* Aim of the exercise *
Restate each entry word for word, leaving nothing out.

Named object pointing entries:
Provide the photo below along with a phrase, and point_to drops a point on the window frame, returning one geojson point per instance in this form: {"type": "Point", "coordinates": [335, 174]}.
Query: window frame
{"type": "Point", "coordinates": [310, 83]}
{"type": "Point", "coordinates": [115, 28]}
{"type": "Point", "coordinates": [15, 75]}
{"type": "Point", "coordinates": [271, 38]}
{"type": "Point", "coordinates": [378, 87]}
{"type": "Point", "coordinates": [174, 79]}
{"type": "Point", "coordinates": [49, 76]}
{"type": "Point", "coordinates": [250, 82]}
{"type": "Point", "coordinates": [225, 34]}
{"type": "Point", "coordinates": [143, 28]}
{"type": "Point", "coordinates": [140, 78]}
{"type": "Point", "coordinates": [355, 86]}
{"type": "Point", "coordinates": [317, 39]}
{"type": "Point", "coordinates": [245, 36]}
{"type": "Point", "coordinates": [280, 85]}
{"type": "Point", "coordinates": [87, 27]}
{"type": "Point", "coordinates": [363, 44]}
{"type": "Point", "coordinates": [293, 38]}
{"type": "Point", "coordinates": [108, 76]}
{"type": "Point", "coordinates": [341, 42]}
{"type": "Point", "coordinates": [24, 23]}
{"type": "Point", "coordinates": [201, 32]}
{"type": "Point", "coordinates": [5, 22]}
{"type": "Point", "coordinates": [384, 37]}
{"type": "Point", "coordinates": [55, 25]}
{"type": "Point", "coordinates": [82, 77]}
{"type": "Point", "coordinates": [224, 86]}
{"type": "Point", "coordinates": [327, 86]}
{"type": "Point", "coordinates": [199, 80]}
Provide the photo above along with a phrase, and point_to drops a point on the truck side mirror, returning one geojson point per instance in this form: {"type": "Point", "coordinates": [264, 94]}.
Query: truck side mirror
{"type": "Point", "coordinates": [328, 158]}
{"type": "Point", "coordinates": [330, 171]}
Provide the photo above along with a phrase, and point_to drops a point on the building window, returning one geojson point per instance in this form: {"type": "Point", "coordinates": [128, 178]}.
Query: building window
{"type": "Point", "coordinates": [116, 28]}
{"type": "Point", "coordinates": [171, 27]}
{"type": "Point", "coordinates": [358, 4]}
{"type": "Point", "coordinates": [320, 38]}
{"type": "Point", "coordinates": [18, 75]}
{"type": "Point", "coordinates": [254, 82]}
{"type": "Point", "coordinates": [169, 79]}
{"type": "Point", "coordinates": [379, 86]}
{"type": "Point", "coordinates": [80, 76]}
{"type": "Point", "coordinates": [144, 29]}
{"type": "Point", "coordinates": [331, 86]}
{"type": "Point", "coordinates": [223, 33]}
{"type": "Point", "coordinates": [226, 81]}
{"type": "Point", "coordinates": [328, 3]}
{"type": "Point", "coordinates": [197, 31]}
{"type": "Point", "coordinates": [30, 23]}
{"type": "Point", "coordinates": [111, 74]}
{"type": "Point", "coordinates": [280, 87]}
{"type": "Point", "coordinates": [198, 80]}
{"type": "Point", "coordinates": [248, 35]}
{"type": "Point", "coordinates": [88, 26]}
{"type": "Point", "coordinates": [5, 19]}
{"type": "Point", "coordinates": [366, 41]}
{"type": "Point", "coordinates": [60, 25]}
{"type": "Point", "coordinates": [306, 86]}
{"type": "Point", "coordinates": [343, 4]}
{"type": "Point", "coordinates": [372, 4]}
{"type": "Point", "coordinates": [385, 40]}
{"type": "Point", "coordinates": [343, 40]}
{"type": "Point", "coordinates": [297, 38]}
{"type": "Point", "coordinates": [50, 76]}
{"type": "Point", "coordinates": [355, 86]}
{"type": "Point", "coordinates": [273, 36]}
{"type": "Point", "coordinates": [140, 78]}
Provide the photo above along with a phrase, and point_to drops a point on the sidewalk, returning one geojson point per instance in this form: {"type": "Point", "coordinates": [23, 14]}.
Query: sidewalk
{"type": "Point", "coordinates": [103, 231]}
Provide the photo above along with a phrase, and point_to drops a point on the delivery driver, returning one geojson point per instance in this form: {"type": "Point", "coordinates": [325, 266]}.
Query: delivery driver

* Worked solution *
Provide the photo below along with a phrase, and point_to drops a point on the window frame, returning one geojson point per instance in this form: {"type": "Point", "coordinates": [335, 174]}.
Query: window frame
{"type": "Point", "coordinates": [310, 83]}
{"type": "Point", "coordinates": [115, 28]}
{"type": "Point", "coordinates": [15, 75]}
{"type": "Point", "coordinates": [271, 38]}
{"type": "Point", "coordinates": [378, 87]}
{"type": "Point", "coordinates": [174, 79]}
{"type": "Point", "coordinates": [49, 76]}
{"type": "Point", "coordinates": [250, 82]}
{"type": "Point", "coordinates": [225, 34]}
{"type": "Point", "coordinates": [143, 28]}
{"type": "Point", "coordinates": [140, 78]}
{"type": "Point", "coordinates": [355, 86]}
{"type": "Point", "coordinates": [317, 39]}
{"type": "Point", "coordinates": [245, 36]}
{"type": "Point", "coordinates": [280, 85]}
{"type": "Point", "coordinates": [87, 27]}
{"type": "Point", "coordinates": [363, 44]}
{"type": "Point", "coordinates": [293, 38]}
{"type": "Point", "coordinates": [108, 76]}
{"type": "Point", "coordinates": [341, 42]}
{"type": "Point", "coordinates": [24, 23]}
{"type": "Point", "coordinates": [201, 32]}
{"type": "Point", "coordinates": [5, 22]}
{"type": "Point", "coordinates": [384, 37]}
{"type": "Point", "coordinates": [55, 25]}
{"type": "Point", "coordinates": [82, 77]}
{"type": "Point", "coordinates": [224, 86]}
{"type": "Point", "coordinates": [327, 86]}
{"type": "Point", "coordinates": [199, 80]}
Provide the photo above along with a phrase, and point_to drops a point on the truck side mirror, returning one geojson point per instance in this form: {"type": "Point", "coordinates": [264, 94]}.
Query: truck side mirror
{"type": "Point", "coordinates": [328, 158]}
{"type": "Point", "coordinates": [330, 171]}
Provide the photo above along with a phrase, and point_to drops a point on the building window, returning one geojson point per instance in this form: {"type": "Point", "coordinates": [128, 178]}.
Query: building window
{"type": "Point", "coordinates": [116, 28]}
{"type": "Point", "coordinates": [171, 27]}
{"type": "Point", "coordinates": [358, 4]}
{"type": "Point", "coordinates": [320, 38]}
{"type": "Point", "coordinates": [18, 75]}
{"type": "Point", "coordinates": [254, 82]}
{"type": "Point", "coordinates": [169, 79]}
{"type": "Point", "coordinates": [379, 86]}
{"type": "Point", "coordinates": [80, 76]}
{"type": "Point", "coordinates": [144, 29]}
{"type": "Point", "coordinates": [331, 86]}
{"type": "Point", "coordinates": [223, 33]}
{"type": "Point", "coordinates": [226, 81]}
{"type": "Point", "coordinates": [328, 3]}
{"type": "Point", "coordinates": [197, 31]}
{"type": "Point", "coordinates": [30, 23]}
{"type": "Point", "coordinates": [111, 74]}
{"type": "Point", "coordinates": [280, 87]}
{"type": "Point", "coordinates": [198, 80]}
{"type": "Point", "coordinates": [248, 35]}
{"type": "Point", "coordinates": [88, 26]}
{"type": "Point", "coordinates": [5, 19]}
{"type": "Point", "coordinates": [366, 41]}
{"type": "Point", "coordinates": [60, 25]}
{"type": "Point", "coordinates": [306, 86]}
{"type": "Point", "coordinates": [343, 4]}
{"type": "Point", "coordinates": [372, 4]}
{"type": "Point", "coordinates": [385, 40]}
{"type": "Point", "coordinates": [343, 40]}
{"type": "Point", "coordinates": [297, 38]}
{"type": "Point", "coordinates": [50, 76]}
{"type": "Point", "coordinates": [355, 86]}
{"type": "Point", "coordinates": [273, 36]}
{"type": "Point", "coordinates": [140, 78]}
Provide the photo above along with a phrase, and point_to drops a point on the sidewalk, returning one geojson point per instance in this form: {"type": "Point", "coordinates": [23, 14]}.
Query: sidewalk
{"type": "Point", "coordinates": [103, 231]}
Provide the photo above along with a phrase, and point_to drops a point on the delivery driver, returning one geojson point per instance in this form: {"type": "Point", "coordinates": [325, 266]}.
Query: delivery driver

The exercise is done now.